EXERCISE INSTRUCTIONS – Return each item below word for word, leaving out the pictures.

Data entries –
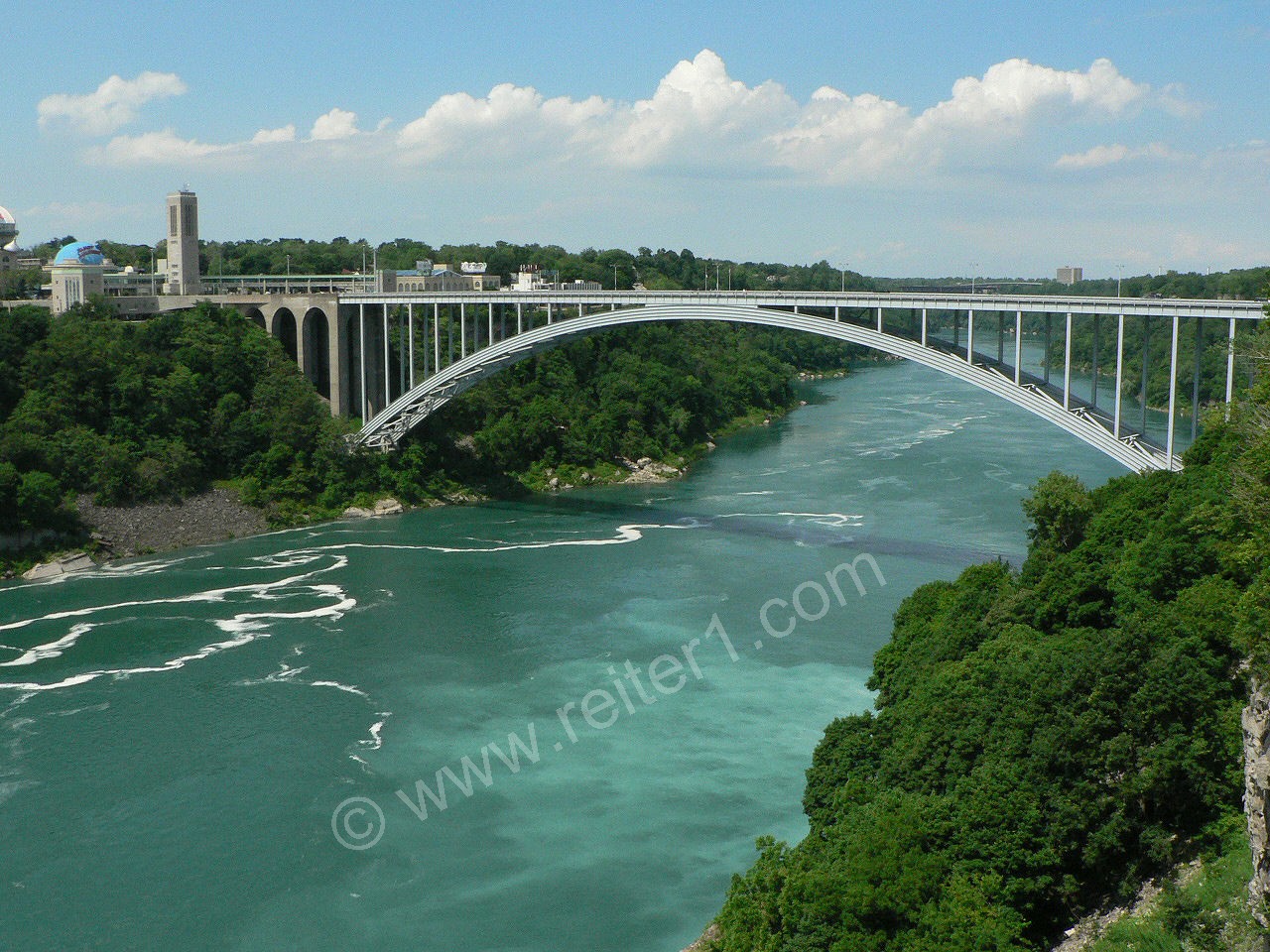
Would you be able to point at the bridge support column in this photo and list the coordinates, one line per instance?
(1093, 389)
(361, 356)
(1119, 373)
(1019, 347)
(409, 320)
(336, 350)
(1067, 363)
(1173, 394)
(1199, 350)
(1229, 368)
(1146, 358)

RESPONSE –
Would you be able to point at the bridge support column in this photo and list the coordinates, one line per instance?
(1093, 389)
(361, 356)
(1119, 373)
(1019, 347)
(409, 320)
(336, 350)
(1067, 363)
(1173, 394)
(1199, 350)
(1229, 368)
(1146, 358)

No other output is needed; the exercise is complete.